Among the entries that follow, count the lines with the word "dome" and report the number by itself.

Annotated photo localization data
=== Section Start ===

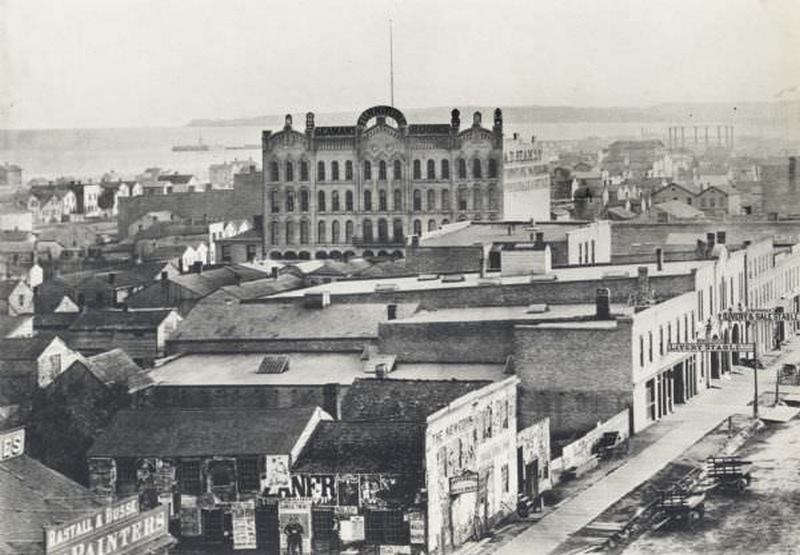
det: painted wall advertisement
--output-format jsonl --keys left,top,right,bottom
{"left": 278, "top": 498, "right": 312, "bottom": 554}
{"left": 408, "top": 511, "right": 426, "bottom": 545}
{"left": 265, "top": 455, "right": 291, "bottom": 494}
{"left": 231, "top": 500, "right": 257, "bottom": 550}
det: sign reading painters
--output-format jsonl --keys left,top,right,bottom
{"left": 0, "top": 427, "right": 25, "bottom": 462}
{"left": 667, "top": 342, "right": 755, "bottom": 353}
{"left": 45, "top": 499, "right": 169, "bottom": 555}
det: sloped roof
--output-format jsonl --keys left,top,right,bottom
{"left": 654, "top": 182, "right": 701, "bottom": 196}
{"left": 0, "top": 315, "right": 30, "bottom": 339}
{"left": 68, "top": 309, "right": 175, "bottom": 332}
{"left": 0, "top": 454, "right": 105, "bottom": 555}
{"left": 341, "top": 378, "right": 491, "bottom": 423}
{"left": 0, "top": 336, "right": 59, "bottom": 360}
{"left": 293, "top": 421, "right": 424, "bottom": 474}
{"left": 172, "top": 302, "right": 417, "bottom": 342}
{"left": 86, "top": 348, "right": 153, "bottom": 391}
{"left": 87, "top": 407, "right": 317, "bottom": 457}
{"left": 34, "top": 288, "right": 77, "bottom": 314}
{"left": 605, "top": 206, "right": 637, "bottom": 220}
{"left": 653, "top": 200, "right": 706, "bottom": 219}
{"left": 156, "top": 174, "right": 195, "bottom": 185}
{"left": 217, "top": 274, "right": 305, "bottom": 301}
{"left": 143, "top": 245, "right": 192, "bottom": 261}
{"left": 134, "top": 222, "right": 208, "bottom": 240}
{"left": 33, "top": 312, "right": 80, "bottom": 330}
{"left": 0, "top": 279, "right": 24, "bottom": 300}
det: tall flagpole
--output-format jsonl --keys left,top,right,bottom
{"left": 389, "top": 19, "right": 395, "bottom": 107}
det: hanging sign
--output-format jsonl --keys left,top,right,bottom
{"left": 0, "top": 427, "right": 25, "bottom": 461}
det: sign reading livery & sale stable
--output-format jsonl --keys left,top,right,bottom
{"left": 668, "top": 342, "right": 755, "bottom": 353}
{"left": 44, "top": 496, "right": 169, "bottom": 555}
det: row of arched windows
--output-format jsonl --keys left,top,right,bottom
{"left": 268, "top": 157, "right": 499, "bottom": 183}
{"left": 269, "top": 217, "right": 453, "bottom": 245}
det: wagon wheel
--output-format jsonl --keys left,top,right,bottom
{"left": 736, "top": 478, "right": 749, "bottom": 493}
{"left": 688, "top": 507, "right": 704, "bottom": 526}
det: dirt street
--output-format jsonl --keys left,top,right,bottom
{"left": 625, "top": 418, "right": 800, "bottom": 554}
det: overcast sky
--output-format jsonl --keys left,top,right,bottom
{"left": 1, "top": 0, "right": 798, "bottom": 129}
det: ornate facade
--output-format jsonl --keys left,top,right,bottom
{"left": 261, "top": 105, "right": 504, "bottom": 260}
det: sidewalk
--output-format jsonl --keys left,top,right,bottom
{"left": 492, "top": 344, "right": 795, "bottom": 555}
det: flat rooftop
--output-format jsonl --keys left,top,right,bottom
{"left": 268, "top": 259, "right": 708, "bottom": 299}
{"left": 149, "top": 352, "right": 507, "bottom": 386}
{"left": 396, "top": 303, "right": 633, "bottom": 324}
{"left": 419, "top": 221, "right": 591, "bottom": 247}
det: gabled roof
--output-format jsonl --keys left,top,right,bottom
{"left": 157, "top": 174, "right": 195, "bottom": 185}
{"left": 0, "top": 336, "right": 59, "bottom": 360}
{"left": 68, "top": 309, "right": 175, "bottom": 332}
{"left": 0, "top": 454, "right": 105, "bottom": 555}
{"left": 0, "top": 279, "right": 25, "bottom": 300}
{"left": 653, "top": 200, "right": 705, "bottom": 219}
{"left": 697, "top": 183, "right": 738, "bottom": 197}
{"left": 87, "top": 407, "right": 318, "bottom": 457}
{"left": 33, "top": 312, "right": 80, "bottom": 330}
{"left": 293, "top": 421, "right": 425, "bottom": 474}
{"left": 34, "top": 288, "right": 77, "bottom": 314}
{"left": 653, "top": 182, "right": 701, "bottom": 196}
{"left": 341, "top": 378, "right": 492, "bottom": 423}
{"left": 0, "top": 315, "right": 31, "bottom": 339}
{"left": 86, "top": 348, "right": 153, "bottom": 391}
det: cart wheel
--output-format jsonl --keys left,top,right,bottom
{"left": 736, "top": 478, "right": 748, "bottom": 492}
{"left": 688, "top": 508, "right": 704, "bottom": 525}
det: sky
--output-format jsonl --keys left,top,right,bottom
{"left": 1, "top": 0, "right": 798, "bottom": 129}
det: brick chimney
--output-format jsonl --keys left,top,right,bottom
{"left": 637, "top": 266, "right": 649, "bottom": 296}
{"left": 716, "top": 230, "right": 726, "bottom": 245}
{"left": 595, "top": 288, "right": 611, "bottom": 320}
{"left": 387, "top": 303, "right": 398, "bottom": 321}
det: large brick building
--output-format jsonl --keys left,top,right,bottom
{"left": 261, "top": 105, "right": 547, "bottom": 261}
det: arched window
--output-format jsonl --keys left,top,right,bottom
{"left": 413, "top": 219, "right": 422, "bottom": 237}
{"left": 393, "top": 160, "right": 402, "bottom": 180}
{"left": 413, "top": 190, "right": 422, "bottom": 211}
{"left": 393, "top": 189, "right": 402, "bottom": 211}
{"left": 300, "top": 161, "right": 309, "bottom": 181}
{"left": 427, "top": 159, "right": 435, "bottom": 180}
{"left": 488, "top": 158, "right": 498, "bottom": 178}
{"left": 379, "top": 161, "right": 387, "bottom": 181}
{"left": 345, "top": 220, "right": 354, "bottom": 243}
{"left": 286, "top": 220, "right": 295, "bottom": 243}
{"left": 286, "top": 162, "right": 294, "bottom": 182}
{"left": 270, "top": 221, "right": 279, "bottom": 244}
{"left": 345, "top": 191, "right": 354, "bottom": 211}
{"left": 286, "top": 190, "right": 295, "bottom": 212}
{"left": 364, "top": 190, "right": 372, "bottom": 211}
{"left": 317, "top": 190, "right": 326, "bottom": 212}
{"left": 299, "top": 189, "right": 309, "bottom": 212}
{"left": 331, "top": 161, "right": 340, "bottom": 181}
{"left": 364, "top": 161, "right": 372, "bottom": 181}
{"left": 317, "top": 220, "right": 326, "bottom": 243}
{"left": 331, "top": 191, "right": 340, "bottom": 212}
{"left": 379, "top": 189, "right": 387, "bottom": 211}
{"left": 441, "top": 218, "right": 450, "bottom": 226}
{"left": 270, "top": 191, "right": 279, "bottom": 213}
{"left": 487, "top": 185, "right": 498, "bottom": 210}
{"left": 413, "top": 160, "right": 421, "bottom": 180}
{"left": 427, "top": 219, "right": 437, "bottom": 232}
{"left": 270, "top": 162, "right": 279, "bottom": 182}
{"left": 441, "top": 159, "right": 450, "bottom": 179}
{"left": 427, "top": 189, "right": 436, "bottom": 211}
{"left": 441, "top": 190, "right": 451, "bottom": 210}
{"left": 473, "top": 159, "right": 482, "bottom": 178}
{"left": 458, "top": 158, "right": 467, "bottom": 179}
{"left": 458, "top": 187, "right": 468, "bottom": 211}
{"left": 377, "top": 218, "right": 388, "bottom": 242}
{"left": 393, "top": 218, "right": 403, "bottom": 242}
{"left": 331, "top": 220, "right": 341, "bottom": 243}
{"left": 473, "top": 186, "right": 483, "bottom": 211}
{"left": 363, "top": 219, "right": 373, "bottom": 242}
{"left": 345, "top": 161, "right": 353, "bottom": 180}
{"left": 300, "top": 220, "right": 309, "bottom": 244}
{"left": 317, "top": 161, "right": 326, "bottom": 181}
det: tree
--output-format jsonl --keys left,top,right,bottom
{"left": 97, "top": 187, "right": 116, "bottom": 211}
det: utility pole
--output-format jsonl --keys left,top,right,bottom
{"left": 753, "top": 321, "right": 759, "bottom": 419}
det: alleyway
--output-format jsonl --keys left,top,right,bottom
{"left": 490, "top": 344, "right": 795, "bottom": 555}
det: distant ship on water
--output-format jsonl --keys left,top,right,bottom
{"left": 172, "top": 134, "right": 211, "bottom": 152}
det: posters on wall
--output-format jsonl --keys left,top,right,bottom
{"left": 231, "top": 500, "right": 257, "bottom": 550}
{"left": 337, "top": 474, "right": 359, "bottom": 507}
{"left": 379, "top": 546, "right": 411, "bottom": 554}
{"left": 278, "top": 498, "right": 312, "bottom": 554}
{"left": 408, "top": 511, "right": 425, "bottom": 545}
{"left": 339, "top": 515, "right": 365, "bottom": 543}
{"left": 180, "top": 506, "right": 202, "bottom": 537}
{"left": 265, "top": 455, "right": 291, "bottom": 495}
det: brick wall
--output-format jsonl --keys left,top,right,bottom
{"left": 378, "top": 320, "right": 513, "bottom": 363}
{"left": 512, "top": 322, "right": 633, "bottom": 434}
{"left": 405, "top": 246, "right": 484, "bottom": 274}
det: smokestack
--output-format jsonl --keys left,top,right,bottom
{"left": 789, "top": 156, "right": 796, "bottom": 189}
{"left": 387, "top": 303, "right": 398, "bottom": 321}
{"left": 637, "top": 266, "right": 650, "bottom": 293}
{"left": 655, "top": 248, "right": 664, "bottom": 271}
{"left": 107, "top": 272, "right": 116, "bottom": 284}
{"left": 716, "top": 231, "right": 726, "bottom": 245}
{"left": 595, "top": 288, "right": 611, "bottom": 320}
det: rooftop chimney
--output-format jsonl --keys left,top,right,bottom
{"left": 387, "top": 303, "right": 398, "bottom": 321}
{"left": 637, "top": 266, "right": 649, "bottom": 295}
{"left": 161, "top": 271, "right": 168, "bottom": 281}
{"left": 535, "top": 231, "right": 545, "bottom": 244}
{"left": 716, "top": 230, "right": 726, "bottom": 245}
{"left": 375, "top": 363, "right": 388, "bottom": 380}
{"left": 107, "top": 272, "right": 116, "bottom": 285}
{"left": 706, "top": 232, "right": 716, "bottom": 256}
{"left": 789, "top": 156, "right": 796, "bottom": 189}
{"left": 304, "top": 291, "right": 331, "bottom": 309}
{"left": 271, "top": 267, "right": 279, "bottom": 279}
{"left": 596, "top": 288, "right": 611, "bottom": 320}
{"left": 655, "top": 248, "right": 664, "bottom": 271}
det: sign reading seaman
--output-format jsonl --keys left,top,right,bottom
{"left": 721, "top": 311, "right": 800, "bottom": 322}
{"left": 0, "top": 427, "right": 25, "bottom": 462}
{"left": 46, "top": 502, "right": 168, "bottom": 555}
{"left": 668, "top": 342, "right": 755, "bottom": 353}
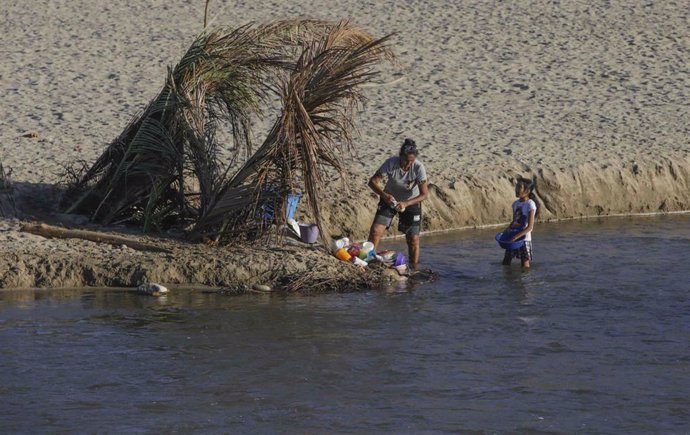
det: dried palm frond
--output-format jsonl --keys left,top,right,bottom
{"left": 62, "top": 22, "right": 302, "bottom": 225}
{"left": 277, "top": 266, "right": 381, "bottom": 293}
{"left": 62, "top": 20, "right": 348, "bottom": 228}
{"left": 62, "top": 20, "right": 393, "bottom": 244}
{"left": 61, "top": 30, "right": 245, "bottom": 227}
{"left": 197, "top": 23, "right": 394, "bottom": 244}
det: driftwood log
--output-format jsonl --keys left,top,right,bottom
{"left": 20, "top": 223, "right": 173, "bottom": 254}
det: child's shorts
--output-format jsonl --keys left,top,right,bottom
{"left": 508, "top": 240, "right": 533, "bottom": 262}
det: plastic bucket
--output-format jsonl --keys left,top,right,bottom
{"left": 334, "top": 247, "right": 351, "bottom": 262}
{"left": 299, "top": 224, "right": 319, "bottom": 244}
{"left": 495, "top": 231, "right": 526, "bottom": 250}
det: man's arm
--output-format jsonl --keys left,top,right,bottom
{"left": 397, "top": 180, "right": 428, "bottom": 209}
{"left": 368, "top": 173, "right": 395, "bottom": 205}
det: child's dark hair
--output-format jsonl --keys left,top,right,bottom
{"left": 399, "top": 138, "right": 418, "bottom": 156}
{"left": 516, "top": 176, "right": 540, "bottom": 217}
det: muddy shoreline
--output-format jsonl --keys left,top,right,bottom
{"left": 2, "top": 155, "right": 689, "bottom": 291}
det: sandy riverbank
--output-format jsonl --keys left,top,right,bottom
{"left": 1, "top": 0, "right": 688, "bottom": 289}
{"left": 0, "top": 218, "right": 395, "bottom": 291}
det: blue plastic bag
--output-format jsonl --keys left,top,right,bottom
{"left": 394, "top": 252, "right": 407, "bottom": 267}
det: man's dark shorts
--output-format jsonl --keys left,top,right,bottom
{"left": 373, "top": 199, "right": 422, "bottom": 237}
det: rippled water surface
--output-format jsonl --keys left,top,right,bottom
{"left": 1, "top": 215, "right": 689, "bottom": 433}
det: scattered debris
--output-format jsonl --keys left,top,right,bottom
{"left": 251, "top": 283, "right": 272, "bottom": 292}
{"left": 137, "top": 282, "right": 169, "bottom": 296}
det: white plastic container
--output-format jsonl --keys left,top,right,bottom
{"left": 352, "top": 257, "right": 368, "bottom": 267}
{"left": 358, "top": 241, "right": 375, "bottom": 260}
{"left": 332, "top": 237, "right": 350, "bottom": 252}
{"left": 361, "top": 241, "right": 374, "bottom": 254}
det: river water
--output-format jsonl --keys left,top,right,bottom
{"left": 1, "top": 215, "right": 689, "bottom": 433}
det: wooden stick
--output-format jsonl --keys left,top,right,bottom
{"left": 20, "top": 223, "right": 173, "bottom": 254}
{"left": 204, "top": 0, "right": 211, "bottom": 28}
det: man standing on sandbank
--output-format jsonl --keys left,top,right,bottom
{"left": 367, "top": 138, "right": 429, "bottom": 270}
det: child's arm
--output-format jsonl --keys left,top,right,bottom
{"left": 511, "top": 209, "right": 536, "bottom": 241}
{"left": 505, "top": 205, "right": 516, "bottom": 231}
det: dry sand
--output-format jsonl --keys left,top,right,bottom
{"left": 1, "top": 0, "right": 689, "bottom": 288}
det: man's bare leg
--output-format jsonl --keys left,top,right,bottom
{"left": 407, "top": 234, "right": 420, "bottom": 270}
{"left": 368, "top": 223, "right": 386, "bottom": 250}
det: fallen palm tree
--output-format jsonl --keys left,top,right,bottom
{"left": 20, "top": 223, "right": 172, "bottom": 253}
{"left": 62, "top": 19, "right": 393, "bottom": 246}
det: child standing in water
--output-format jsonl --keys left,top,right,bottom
{"left": 502, "top": 177, "right": 538, "bottom": 268}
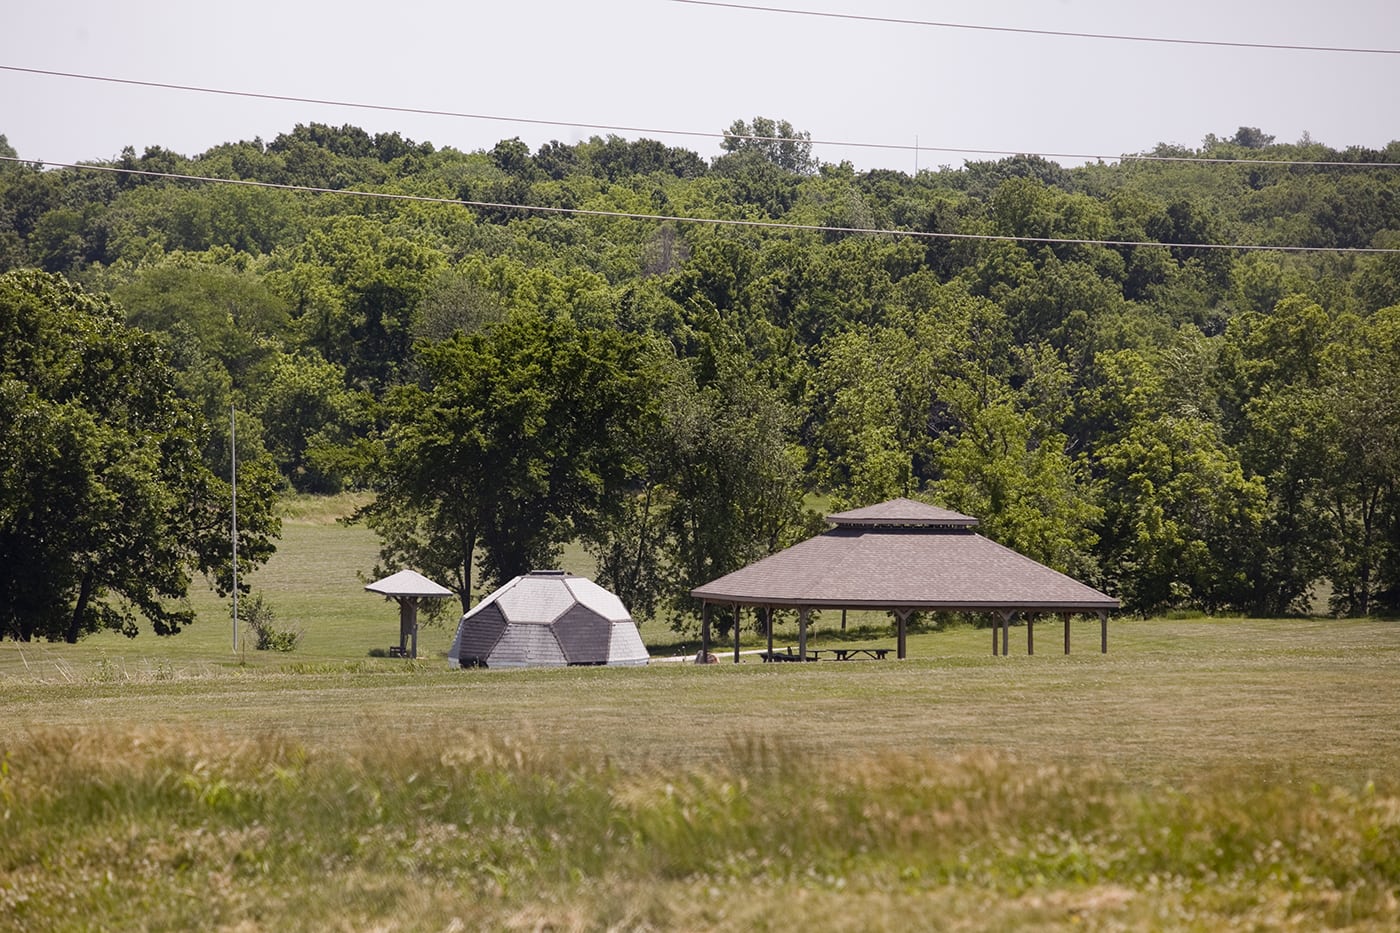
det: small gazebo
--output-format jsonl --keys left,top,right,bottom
{"left": 690, "top": 498, "right": 1119, "bottom": 662}
{"left": 364, "top": 569, "right": 454, "bottom": 659}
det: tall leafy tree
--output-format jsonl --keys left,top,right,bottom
{"left": 720, "top": 117, "right": 815, "bottom": 175}
{"left": 354, "top": 311, "right": 653, "bottom": 610}
{"left": 1218, "top": 296, "right": 1337, "bottom": 613}
{"left": 1085, "top": 349, "right": 1266, "bottom": 614}
{"left": 0, "top": 271, "right": 279, "bottom": 642}
{"left": 807, "top": 314, "right": 944, "bottom": 508}
{"left": 253, "top": 351, "right": 364, "bottom": 493}
{"left": 587, "top": 322, "right": 817, "bottom": 631}
{"left": 1316, "top": 308, "right": 1400, "bottom": 613}
{"left": 932, "top": 381, "right": 1100, "bottom": 580}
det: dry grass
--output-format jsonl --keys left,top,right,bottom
{"left": 2, "top": 728, "right": 1397, "bottom": 931}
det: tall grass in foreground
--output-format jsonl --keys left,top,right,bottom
{"left": 3, "top": 729, "right": 1397, "bottom": 931}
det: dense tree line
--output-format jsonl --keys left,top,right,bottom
{"left": 2, "top": 120, "right": 1399, "bottom": 639}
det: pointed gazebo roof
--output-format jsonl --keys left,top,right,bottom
{"left": 365, "top": 569, "right": 454, "bottom": 598}
{"left": 691, "top": 497, "right": 1117, "bottom": 660}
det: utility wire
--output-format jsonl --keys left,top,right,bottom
{"left": 4, "top": 64, "right": 1396, "bottom": 170}
{"left": 670, "top": 0, "right": 1400, "bottom": 55}
{"left": 5, "top": 156, "right": 1398, "bottom": 255}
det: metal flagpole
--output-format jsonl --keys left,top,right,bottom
{"left": 231, "top": 404, "right": 239, "bottom": 654}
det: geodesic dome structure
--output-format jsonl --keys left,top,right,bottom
{"left": 448, "top": 570, "right": 649, "bottom": 668}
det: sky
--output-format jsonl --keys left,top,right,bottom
{"left": 2, "top": 0, "right": 1398, "bottom": 173}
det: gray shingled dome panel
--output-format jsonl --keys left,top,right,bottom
{"left": 608, "top": 621, "right": 649, "bottom": 665}
{"left": 551, "top": 604, "right": 611, "bottom": 664}
{"left": 496, "top": 574, "right": 574, "bottom": 624}
{"left": 452, "top": 602, "right": 508, "bottom": 666}
{"left": 564, "top": 577, "right": 631, "bottom": 622}
{"left": 487, "top": 623, "right": 567, "bottom": 668}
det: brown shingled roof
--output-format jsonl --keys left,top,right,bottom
{"left": 692, "top": 501, "right": 1117, "bottom": 613}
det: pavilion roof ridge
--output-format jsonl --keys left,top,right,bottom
{"left": 827, "top": 496, "right": 978, "bottom": 528}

=== Section End ===

- RESULT FOR THIS TASK: 2